— Aim of the task —
From the line containing "where the flower" to the last line of the records below, retype every line exactly and output nothing else.

— Records from a collection —
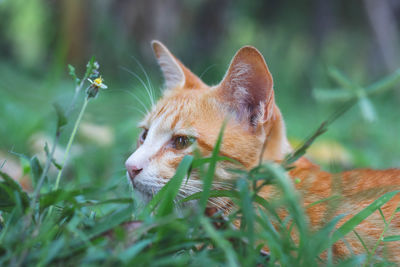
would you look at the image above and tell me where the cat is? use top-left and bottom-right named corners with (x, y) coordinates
top-left (125, 40), bottom-right (400, 262)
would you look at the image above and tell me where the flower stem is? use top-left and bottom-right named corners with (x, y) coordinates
top-left (53, 97), bottom-right (89, 191)
top-left (31, 77), bottom-right (87, 208)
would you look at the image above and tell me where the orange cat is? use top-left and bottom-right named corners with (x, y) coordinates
top-left (125, 41), bottom-right (400, 261)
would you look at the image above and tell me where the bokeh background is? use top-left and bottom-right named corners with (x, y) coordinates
top-left (0, 0), bottom-right (399, 190)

— Task response —
would you look at the image above and tell me where the flower stem is? use top-left and bottom-right named corners with (x, y) coordinates
top-left (53, 97), bottom-right (89, 191)
top-left (31, 77), bottom-right (87, 208)
would you look at the image above and tell me where the orange cat is? use top-left and bottom-right named corners with (x, y) coordinates
top-left (125, 41), bottom-right (400, 261)
would you look at the image above and tell me where the bokeh background is? use top-left and bottom-right named corners with (x, y) coordinates
top-left (0, 0), bottom-right (399, 190)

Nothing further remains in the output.